## ЗАДАЧА
Выведите полностью и без единого изменения отрывок о Лире, приведённый ниже.

┌─ ОТРЫВОК

Внутри него жил какой-то вечный неугомонный припляс. Приглядитесь к его рисункам, украшающим «Книги нонсенса»; все персонажи стоят на пуантах, размахивают руками и ногами, они как бы танцуют.

Жил-был старичок из Гонконга,
Танцевавший под музыку гонга,
Но ему заявили:
«Прекрати это — или
Убирайся совсем из Гонконга».

«Человек — не картошка, чтобы сидеть на одном месте», — говорил Лир. Но и он порою тяготился скитальческой жизнью, связанной с бессемейностью и одиночеством.

Я все более и более убеждаюсь, что если у вас есть жена — или подруга — или вы влюблены, — (это фазы одного и того же самораздвоения, единственно подлинного и подобающего состояния человека в том мире)… вы можете жить в любом месте и в любых обстоятельствах: сочувствие избавляет вас от непрестанных раздумий о проклятых тяготах бедности и суеты; но если вы абсолютно одиноки на свете — и надежды на иное не видно, — тогда скитайтесь и никогда не задерживайтесь на одном месте.

Был ли Лир женоненавистником? Возможно, он предъявлял слишком высокие требования к женщинам; но ведь находились же особы, вызывавшие его искреннее уважение и даже восхищение! Так, он дружил с Эмили Теннисон, женой своего любимого поэта, и писал о ней:

Я полагаю, что если, по точному расчету, смешать вместе 15 ангелов, несколько сотен обыкновенных женщин, множество философов, целую уйму добрых и мудрых матерей, кучу врачей и педагогов, да в придачу трех или четырех малых пророков, и все это хорошенько прокипятить, — то их совокупной смеси будет далеко до того, чем в действительности является Эмили Теннисон.

└─
┌─ НАБОР СТРОК

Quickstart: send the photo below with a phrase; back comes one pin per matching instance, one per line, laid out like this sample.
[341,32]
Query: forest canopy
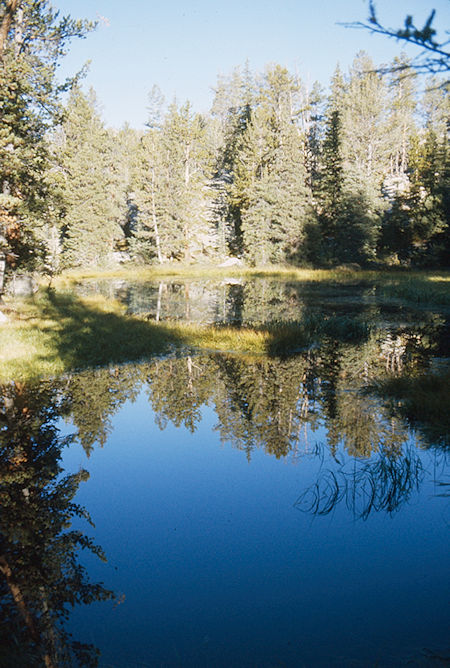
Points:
[276,172]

└─

## МЕСТО ДЛЯ ОТВЕТА
Внутри него жил какой-то вечный неугомонный припляс. Приглядитесь к его рисункам, украшающим «Книги нонсенса»; все персонажи стоят на пуантах, размахивают руками и ногами, они как бы танцуют.

Жил-был старичок из Гонконга,
Танцевавший под музыку гонга,
Но ему заявили:
«Прекрати это — или
Убирайся совсем из Гонконга».

«Человек — не картошка, чтобы сидеть на одном месте», — говорил Лир. Но и он порою тяготился скитальческой жизнью, связанной с бессемейностью и одиночеством.

Я все более и более убеждаюсь, что если у вас есть жена — или подруга — или вы влюблены, — (это фазы одного и того же самораздвоения, единственно подлинного и подобающего состояния человека в том мире)… вы можете жить в любом месте и в любых обстоятельствах: сочувствие избавляет вас от непрестанных раздумий о проклятых тяготах бедности и суеты; но если вы абсолютно одиноки на свете — и надежды на иное не видно, — тогда скитайтесь и никогда не задерживайтесь на одном месте.

Был ли Лир женоненавистником? Возможно, он предъявлял слишком высокие требования к женщинам; но ведь находились же особы, вызывавшие его искреннее уважение и даже восхищение! Так, он дружил с Эмили Теннисон, женой своего любимого поэта, и писал о ней:

Я полагаю, что если, по точному расчету, смешать вместе 15 ангелов, несколько сотен обыкновенных женщин, множество философов, целую уйму добрых и мудрых матерей, кучу врачей и педагогов, да в придачу трех или четырех малых пророков, и все это хорошенько прокипятить, — то их совокупной смеси будет далеко до того, чем в действительности является Эмили Теннисон.